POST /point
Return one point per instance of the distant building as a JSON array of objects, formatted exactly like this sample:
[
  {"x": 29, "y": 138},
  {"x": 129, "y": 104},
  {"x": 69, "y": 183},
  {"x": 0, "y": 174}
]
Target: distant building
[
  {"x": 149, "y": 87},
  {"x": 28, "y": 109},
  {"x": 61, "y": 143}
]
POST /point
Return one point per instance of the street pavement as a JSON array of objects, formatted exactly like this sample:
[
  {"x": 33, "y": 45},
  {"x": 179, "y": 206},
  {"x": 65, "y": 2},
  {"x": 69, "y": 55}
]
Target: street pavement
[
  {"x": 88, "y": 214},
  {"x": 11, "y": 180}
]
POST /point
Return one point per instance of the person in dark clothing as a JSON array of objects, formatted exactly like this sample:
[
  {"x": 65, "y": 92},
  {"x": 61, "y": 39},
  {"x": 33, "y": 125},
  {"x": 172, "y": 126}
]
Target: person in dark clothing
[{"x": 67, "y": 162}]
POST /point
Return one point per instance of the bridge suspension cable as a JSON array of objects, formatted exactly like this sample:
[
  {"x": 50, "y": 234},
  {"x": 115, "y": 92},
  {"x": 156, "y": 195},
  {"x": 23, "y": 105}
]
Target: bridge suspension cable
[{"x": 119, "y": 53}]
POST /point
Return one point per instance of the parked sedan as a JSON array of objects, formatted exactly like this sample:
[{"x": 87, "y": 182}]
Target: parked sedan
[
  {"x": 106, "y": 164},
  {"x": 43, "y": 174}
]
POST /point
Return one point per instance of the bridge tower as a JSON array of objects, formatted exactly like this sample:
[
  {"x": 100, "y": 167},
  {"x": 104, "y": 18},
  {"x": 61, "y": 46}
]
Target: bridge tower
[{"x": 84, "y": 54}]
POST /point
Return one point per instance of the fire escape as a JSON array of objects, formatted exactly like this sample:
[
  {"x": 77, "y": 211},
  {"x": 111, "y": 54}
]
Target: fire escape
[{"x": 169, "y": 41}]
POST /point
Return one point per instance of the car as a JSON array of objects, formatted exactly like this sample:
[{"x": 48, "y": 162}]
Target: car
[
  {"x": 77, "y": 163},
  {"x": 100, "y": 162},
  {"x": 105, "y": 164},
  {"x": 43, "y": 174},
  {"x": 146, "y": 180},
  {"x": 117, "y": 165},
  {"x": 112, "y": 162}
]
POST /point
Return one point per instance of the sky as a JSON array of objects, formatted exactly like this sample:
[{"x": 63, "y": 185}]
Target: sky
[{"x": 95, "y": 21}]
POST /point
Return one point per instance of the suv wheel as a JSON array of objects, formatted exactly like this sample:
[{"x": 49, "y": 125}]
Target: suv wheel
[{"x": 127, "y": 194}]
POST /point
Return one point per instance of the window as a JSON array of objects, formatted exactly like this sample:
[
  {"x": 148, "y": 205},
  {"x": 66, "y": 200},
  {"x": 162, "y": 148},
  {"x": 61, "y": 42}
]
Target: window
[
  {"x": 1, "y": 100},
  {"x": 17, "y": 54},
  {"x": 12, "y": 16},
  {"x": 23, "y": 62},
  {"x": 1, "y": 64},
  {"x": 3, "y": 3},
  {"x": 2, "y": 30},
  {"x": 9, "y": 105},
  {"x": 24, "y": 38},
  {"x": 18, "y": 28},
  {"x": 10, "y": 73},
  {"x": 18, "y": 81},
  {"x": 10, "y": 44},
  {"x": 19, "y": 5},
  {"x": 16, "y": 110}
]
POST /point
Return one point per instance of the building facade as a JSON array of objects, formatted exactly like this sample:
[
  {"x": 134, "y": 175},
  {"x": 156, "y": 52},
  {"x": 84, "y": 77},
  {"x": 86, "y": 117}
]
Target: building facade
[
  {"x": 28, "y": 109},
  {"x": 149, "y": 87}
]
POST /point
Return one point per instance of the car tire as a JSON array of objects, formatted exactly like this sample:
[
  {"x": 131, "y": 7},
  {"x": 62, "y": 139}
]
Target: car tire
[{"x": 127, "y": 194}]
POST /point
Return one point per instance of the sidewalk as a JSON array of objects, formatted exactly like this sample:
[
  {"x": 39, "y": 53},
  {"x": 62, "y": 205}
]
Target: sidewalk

------------

Extract all of the material exactly as it is written.

-- In response --
POST /point
Return one point per instance of the distant building as a JSON array of objects, formatted exactly like this sample:
[
  {"x": 29, "y": 138},
  {"x": 129, "y": 104},
  {"x": 69, "y": 183},
  {"x": 0, "y": 174}
]
Target: distant building
[
  {"x": 149, "y": 87},
  {"x": 28, "y": 109},
  {"x": 61, "y": 143}
]
POST /point
Return one point per instance of the street pavement as a JSON array of objects, formatted exactly like this sample:
[
  {"x": 33, "y": 45},
  {"x": 179, "y": 206},
  {"x": 65, "y": 2},
  {"x": 69, "y": 55}
]
Target: street pavement
[
  {"x": 88, "y": 214},
  {"x": 11, "y": 180}
]
POST /point
Return one point per instance of the person in dark clothing as a JSON array of objects, formatted exactly like this sample:
[
  {"x": 65, "y": 92},
  {"x": 61, "y": 39},
  {"x": 33, "y": 125},
  {"x": 172, "y": 126}
]
Target: person in dark clothing
[{"x": 67, "y": 162}]
POST /point
Return one point per instance of the bridge suspension cable as a JSON array of objects, formatted exactly like this sample:
[
  {"x": 50, "y": 234},
  {"x": 115, "y": 92},
  {"x": 156, "y": 195},
  {"x": 23, "y": 105}
]
Target: bridge suspension cable
[{"x": 119, "y": 53}]
POST /point
Return one point per instance of the parked sedan as a JSON array of objects, formatted exactly like this sample:
[{"x": 87, "y": 182}]
Target: parked sedan
[
  {"x": 106, "y": 164},
  {"x": 43, "y": 174}
]
POST /point
Return one point per instance of the bridge tower as a JSON array of objects, formatted exactly like this sample:
[
  {"x": 100, "y": 167},
  {"x": 104, "y": 18},
  {"x": 61, "y": 46}
]
Target: bridge tower
[{"x": 84, "y": 54}]
POST /point
Return one point per instance of the fire escape as a JSON array of objects, formatted exactly like this sample:
[
  {"x": 77, "y": 211},
  {"x": 111, "y": 54}
]
Target: fire escape
[{"x": 169, "y": 41}]
POST /point
Return one point per instance of the car as a JSON array of objects, formatted exactly like this sample:
[{"x": 48, "y": 162}]
Target: car
[
  {"x": 77, "y": 163},
  {"x": 100, "y": 162},
  {"x": 105, "y": 164},
  {"x": 43, "y": 174},
  {"x": 146, "y": 180},
  {"x": 117, "y": 165},
  {"x": 112, "y": 162}
]
POST /point
Return one point per instance of the sky as a JSON array of objects, formatted exactly like this sample:
[{"x": 63, "y": 185}]
Target: sky
[{"x": 95, "y": 21}]
POST /point
Return one point per instance of the suv wheel as a JSON array of objects, formatted exactly like this sample:
[{"x": 49, "y": 125}]
Target: suv wheel
[{"x": 127, "y": 194}]
POST /point
Return one point per instance of the window as a JSON array of objects, formatted exactly like this sample:
[
  {"x": 148, "y": 205},
  {"x": 66, "y": 200},
  {"x": 162, "y": 148},
  {"x": 61, "y": 42}
]
Target: window
[
  {"x": 1, "y": 100},
  {"x": 17, "y": 54},
  {"x": 12, "y": 16},
  {"x": 23, "y": 62},
  {"x": 1, "y": 64},
  {"x": 3, "y": 3},
  {"x": 2, "y": 30},
  {"x": 9, "y": 105},
  {"x": 24, "y": 38},
  {"x": 18, "y": 28},
  {"x": 10, "y": 73},
  {"x": 18, "y": 81},
  {"x": 10, "y": 44},
  {"x": 19, "y": 5},
  {"x": 16, "y": 110}
]
POST /point
Return one point per instance of the building facade as a JSON array of objects, formatted exactly like this sample:
[
  {"x": 134, "y": 175},
  {"x": 156, "y": 52},
  {"x": 84, "y": 77},
  {"x": 86, "y": 117}
]
Target: building facade
[
  {"x": 28, "y": 109},
  {"x": 149, "y": 87}
]
POST /point
Return one point per instance of the car tire as a JSON array of objects, formatted exactly like this sample:
[
  {"x": 131, "y": 7},
  {"x": 62, "y": 139}
]
Target: car tire
[{"x": 127, "y": 194}]
POST /point
Return one point per instance of the sidewalk as a JSON array of objects, formatted exactly like this sample:
[
  {"x": 39, "y": 53},
  {"x": 62, "y": 205}
]
Target: sidewalk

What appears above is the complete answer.